STATED GOAL 1:
Answer these questions about the text on the film The Passion of the Christ:
(a) Who hosted the panel discussion that TMichael attended?
(b) How long did TMichael meditate before deciding to hear directly from Jesus?
(c) According to Master Jesus, what remains the focal point for all who will embrace the teachings?

TM: How do we get there?

© TM 2015

The Passion of the Christ: Jesus and TMichael

Passion of the Christ, https://conversationswithjesusandbuddha.com/the-passion-of-the-christ/ ‎
The passion of the christ

Background to Conversation with Jesus and TMichael: The Passion of the Christ

This was my (TMichael) first conversation with Master Jesus and was prompted by the film, The Passion of the Christ.  In this dialogue, Master Jesus describes his point of view surrounding his death and the role of those who played a part.

I saw the film The Passion of the Christ not too long after it opened.  First, I saw the movie marquis and thought this should be interesting.  I’ve been on a sparse mainstream media diet for many years and so I didn’t know anything about the controversy surrounding the film. Natural curiosity pulled me in.

Later when I asked some friends if they had seen the film I learned of the swirling debate.  I jumped online and discovered more commentary than I had imagined.  Then I attended a panel discussion hosted by Tikkun magazine that featured an array of Christian and Jewish clergy.

All in all, what I was hearing seemed predictable.  Depending on the perspective of the speaker or writer, the grievances with the film reflected that singular point of view.  The same with the supporters of the film; it was somehow proof of their faith.

Try as I may I couldn’t resolve whether I was under-reacting or whether others were over-reacting.  After several days of deep meditation it became clear that what I wanted more than anything was to hear directly from Jesus.  The following conversation occurred with Jesus and me.

Conversation with Jesus and TMichael: The Passion of the Christ

TM: What do you think about the recent film, The Passion of the Christ?

Master Jesus: Hmmm…sounds like you want to draw me into the highly charged controversy over this film.

TM: Actually, I’m hopeful that you can clear up things for everyone.  You can sort of have the final word.

Master Jesus: I’m not inclined to pose as a film critic, but I am inclined to speak about the content and subject matter in a way that can shed some light.

TM: Please do so.

Master Jesus: There are a few things that must be said at the onset of this conversation.  I’m as present today in the world as I was 2000 years ago.  I serve among the Masters in world service to humanity. The record of my ministry is incomplete and at times incorrect, owing to the great number of interpretations through which it has passed. Nevertheless, the essence of peace and love remains the focal point for all who will embrace the teachings.  The records of the life and times of humanity during those days are also incomplete and at times incorrect owing to the authors’ bias and inability of present day people to grasp the cultural mores of the time.  There is much scholarly and layman speculation on the missing parts—a natural and admirable intent to make complete the story and an understanding of history.

TM: So, the fact that so many people are grappling with the meaning, context and impact of this film is natural and striving for a complete understanding is a good sign?

Master Jesus: It is natural for humanity to desire familiarity with their religious icons by interpreting the messages as best as they can.  Naturally in that process there will be disagreement about the interpretations.  When the level of disagreement reaches the point of personal and group acrimony, then it has moved beyond serving humanity and begins to destroy the fabric of unity among all beings. Unfortunately, the discussion over this current film has been divisive to that degree among some groups.  However, we can note that some groups have bridged gaps in their relationships as a result of examining the meaning of this film.

DATASET ROWS:
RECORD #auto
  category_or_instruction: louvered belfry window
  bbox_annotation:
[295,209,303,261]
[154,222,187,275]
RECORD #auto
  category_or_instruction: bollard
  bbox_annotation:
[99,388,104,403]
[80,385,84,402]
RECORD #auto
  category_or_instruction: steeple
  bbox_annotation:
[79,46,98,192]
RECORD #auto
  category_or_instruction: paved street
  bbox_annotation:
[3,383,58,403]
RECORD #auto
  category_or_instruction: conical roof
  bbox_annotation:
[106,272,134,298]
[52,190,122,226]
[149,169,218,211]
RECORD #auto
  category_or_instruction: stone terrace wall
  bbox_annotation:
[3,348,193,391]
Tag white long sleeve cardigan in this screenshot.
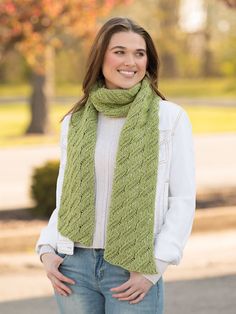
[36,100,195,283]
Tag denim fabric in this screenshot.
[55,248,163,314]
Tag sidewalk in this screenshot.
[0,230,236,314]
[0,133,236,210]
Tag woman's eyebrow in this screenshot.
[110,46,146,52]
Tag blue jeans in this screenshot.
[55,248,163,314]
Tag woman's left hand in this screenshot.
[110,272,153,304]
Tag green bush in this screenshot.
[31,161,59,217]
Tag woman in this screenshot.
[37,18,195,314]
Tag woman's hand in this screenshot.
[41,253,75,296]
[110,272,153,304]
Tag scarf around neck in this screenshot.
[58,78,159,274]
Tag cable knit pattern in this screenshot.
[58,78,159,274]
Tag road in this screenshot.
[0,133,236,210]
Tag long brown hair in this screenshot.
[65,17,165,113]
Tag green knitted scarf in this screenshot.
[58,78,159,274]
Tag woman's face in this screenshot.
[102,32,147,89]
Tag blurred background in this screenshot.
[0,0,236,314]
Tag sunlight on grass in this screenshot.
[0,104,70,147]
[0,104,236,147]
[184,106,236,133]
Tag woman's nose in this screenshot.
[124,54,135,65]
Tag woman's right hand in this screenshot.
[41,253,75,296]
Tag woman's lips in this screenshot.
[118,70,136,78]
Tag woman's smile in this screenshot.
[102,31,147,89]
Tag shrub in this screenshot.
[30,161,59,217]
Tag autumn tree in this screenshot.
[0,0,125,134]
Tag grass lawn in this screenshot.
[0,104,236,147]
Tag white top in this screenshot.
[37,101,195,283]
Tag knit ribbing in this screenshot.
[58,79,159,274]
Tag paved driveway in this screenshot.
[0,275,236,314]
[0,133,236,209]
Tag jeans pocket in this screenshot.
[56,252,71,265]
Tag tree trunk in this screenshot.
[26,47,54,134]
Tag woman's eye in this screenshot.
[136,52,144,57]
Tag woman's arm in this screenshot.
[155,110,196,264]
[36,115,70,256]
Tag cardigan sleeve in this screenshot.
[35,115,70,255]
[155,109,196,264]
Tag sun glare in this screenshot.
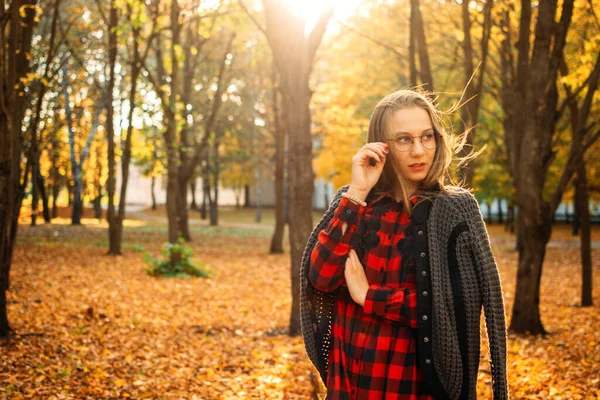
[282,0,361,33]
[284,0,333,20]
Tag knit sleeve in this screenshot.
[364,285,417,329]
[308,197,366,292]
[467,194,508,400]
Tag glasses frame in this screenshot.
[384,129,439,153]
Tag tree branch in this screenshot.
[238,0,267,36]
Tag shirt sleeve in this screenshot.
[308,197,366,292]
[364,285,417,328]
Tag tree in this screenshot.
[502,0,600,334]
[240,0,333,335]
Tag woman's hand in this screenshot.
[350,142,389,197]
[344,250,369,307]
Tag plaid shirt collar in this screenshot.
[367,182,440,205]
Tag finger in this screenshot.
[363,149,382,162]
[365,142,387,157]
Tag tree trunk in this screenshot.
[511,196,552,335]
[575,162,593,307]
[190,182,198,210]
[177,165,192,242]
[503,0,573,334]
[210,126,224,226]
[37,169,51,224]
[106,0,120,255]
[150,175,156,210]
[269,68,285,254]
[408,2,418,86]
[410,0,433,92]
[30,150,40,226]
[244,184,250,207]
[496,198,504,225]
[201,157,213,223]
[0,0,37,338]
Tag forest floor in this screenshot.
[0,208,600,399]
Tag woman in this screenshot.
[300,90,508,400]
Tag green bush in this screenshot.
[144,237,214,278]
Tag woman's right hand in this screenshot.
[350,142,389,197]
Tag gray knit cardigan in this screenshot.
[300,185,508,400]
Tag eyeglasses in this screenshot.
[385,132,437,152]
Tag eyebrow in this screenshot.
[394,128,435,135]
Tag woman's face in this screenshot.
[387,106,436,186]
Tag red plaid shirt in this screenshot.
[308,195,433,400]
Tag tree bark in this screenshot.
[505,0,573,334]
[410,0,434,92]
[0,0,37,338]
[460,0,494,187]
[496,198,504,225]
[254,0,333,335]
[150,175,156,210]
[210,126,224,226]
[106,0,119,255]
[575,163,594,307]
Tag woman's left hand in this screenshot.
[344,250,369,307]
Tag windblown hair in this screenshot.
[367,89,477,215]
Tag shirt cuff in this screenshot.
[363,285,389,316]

--

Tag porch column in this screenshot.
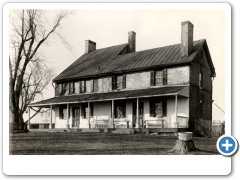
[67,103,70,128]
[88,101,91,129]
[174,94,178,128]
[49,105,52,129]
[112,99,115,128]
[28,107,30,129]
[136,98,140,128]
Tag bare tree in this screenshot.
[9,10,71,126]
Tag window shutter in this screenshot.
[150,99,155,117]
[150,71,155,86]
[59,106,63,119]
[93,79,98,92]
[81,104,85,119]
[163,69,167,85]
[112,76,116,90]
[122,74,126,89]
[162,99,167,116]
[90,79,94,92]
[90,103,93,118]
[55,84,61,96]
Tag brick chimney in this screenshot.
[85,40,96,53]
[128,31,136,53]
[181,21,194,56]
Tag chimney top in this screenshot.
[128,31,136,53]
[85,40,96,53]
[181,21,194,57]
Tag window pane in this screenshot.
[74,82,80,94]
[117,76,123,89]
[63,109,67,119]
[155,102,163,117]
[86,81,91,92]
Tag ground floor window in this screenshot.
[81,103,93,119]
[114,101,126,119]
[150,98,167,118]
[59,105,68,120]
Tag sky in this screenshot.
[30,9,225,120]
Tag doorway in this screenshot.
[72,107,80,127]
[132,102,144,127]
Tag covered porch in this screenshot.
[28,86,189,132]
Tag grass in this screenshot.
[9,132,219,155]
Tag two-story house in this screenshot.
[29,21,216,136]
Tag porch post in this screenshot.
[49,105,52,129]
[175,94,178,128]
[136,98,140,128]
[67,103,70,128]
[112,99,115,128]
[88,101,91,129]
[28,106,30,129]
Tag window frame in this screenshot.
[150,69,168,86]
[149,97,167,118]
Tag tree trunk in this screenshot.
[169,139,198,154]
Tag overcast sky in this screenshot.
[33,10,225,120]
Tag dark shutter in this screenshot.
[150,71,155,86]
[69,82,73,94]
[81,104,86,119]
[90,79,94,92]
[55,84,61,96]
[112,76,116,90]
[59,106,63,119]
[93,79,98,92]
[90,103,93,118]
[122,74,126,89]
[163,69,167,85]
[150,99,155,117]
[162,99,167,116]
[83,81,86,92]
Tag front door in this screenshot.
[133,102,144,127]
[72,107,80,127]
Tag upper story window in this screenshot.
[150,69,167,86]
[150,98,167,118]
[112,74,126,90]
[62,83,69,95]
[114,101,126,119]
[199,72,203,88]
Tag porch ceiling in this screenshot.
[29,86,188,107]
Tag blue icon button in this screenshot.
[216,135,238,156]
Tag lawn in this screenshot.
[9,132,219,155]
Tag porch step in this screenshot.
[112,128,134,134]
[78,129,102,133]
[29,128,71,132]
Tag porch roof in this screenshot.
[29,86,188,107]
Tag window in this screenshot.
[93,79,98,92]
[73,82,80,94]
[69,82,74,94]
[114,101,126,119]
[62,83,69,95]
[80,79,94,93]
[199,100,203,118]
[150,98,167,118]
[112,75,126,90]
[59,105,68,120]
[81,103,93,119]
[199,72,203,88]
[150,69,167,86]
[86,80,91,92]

--

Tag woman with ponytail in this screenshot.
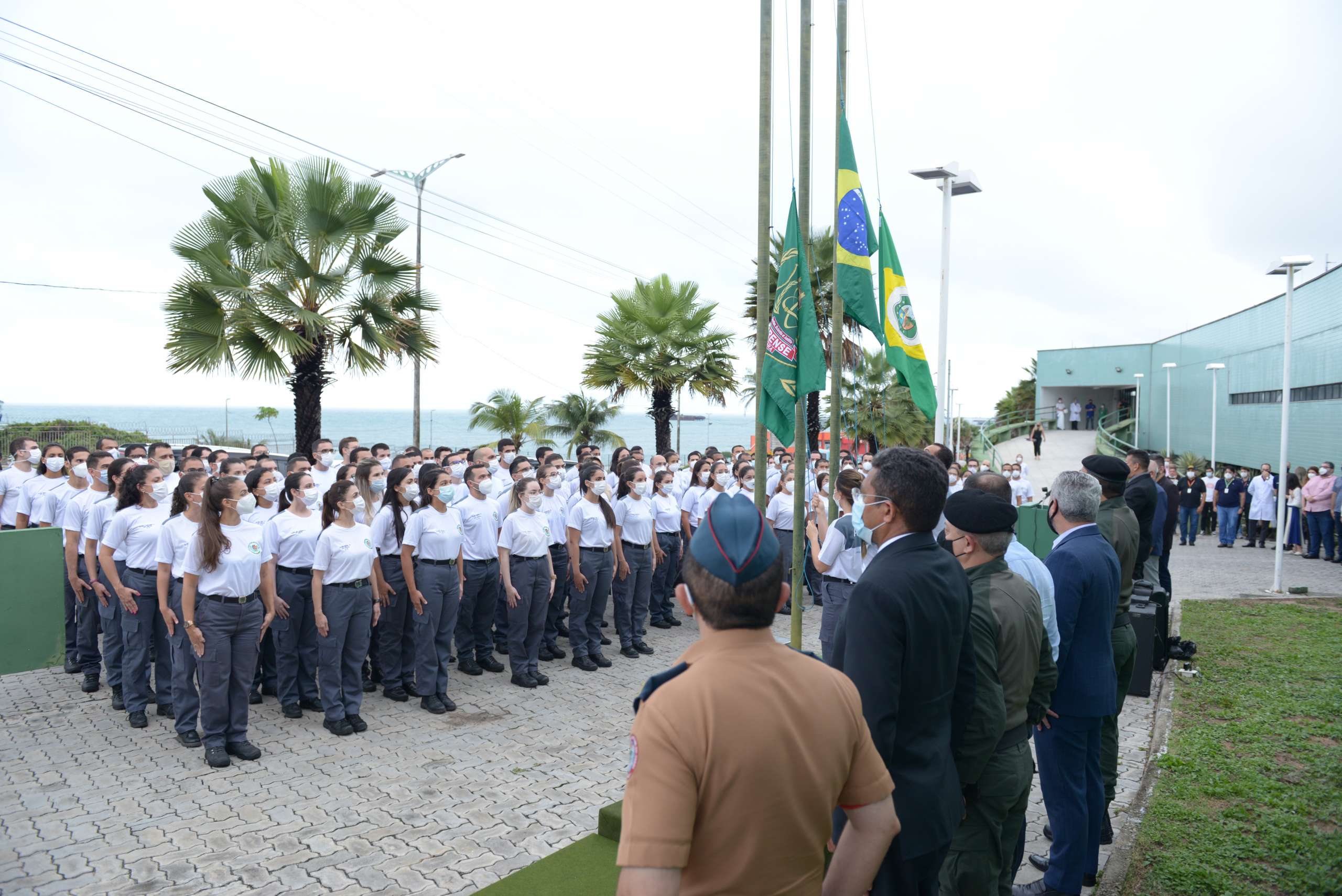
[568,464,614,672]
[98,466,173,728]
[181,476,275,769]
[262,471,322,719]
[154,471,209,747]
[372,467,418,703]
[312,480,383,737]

STATED GOAL 2:
In the records, copy everything from the line containing "Tag cardigan sleeve in this screenshot." down to the line containing "[240,0,333,335]", both lines included. Leave out the pictures.

RIGHT ANSWER 1:
(a) Tikkun magazine
(b) Several days
(c) The essence of peace and love

RIGHT ANSWER 2:
Tag cardigan sleeve in this screenshot.
[35,115,70,255]
[155,109,196,264]
Tag sun glare in this screenshot.
[282,0,361,33]
[284,0,333,20]
Tag knit sleeve in this screenshot.
[364,285,417,329]
[308,197,366,292]
[467,194,508,400]
Tag glasses frame in this screenshot.
[384,129,439,153]
Tag tree branch in this screenshot.
[238,0,267,36]
Tag shirt sleeve in this screenshot.
[308,197,366,292]
[364,285,417,328]
Tag tree in this screenshot.
[502,0,600,334]
[240,0,333,335]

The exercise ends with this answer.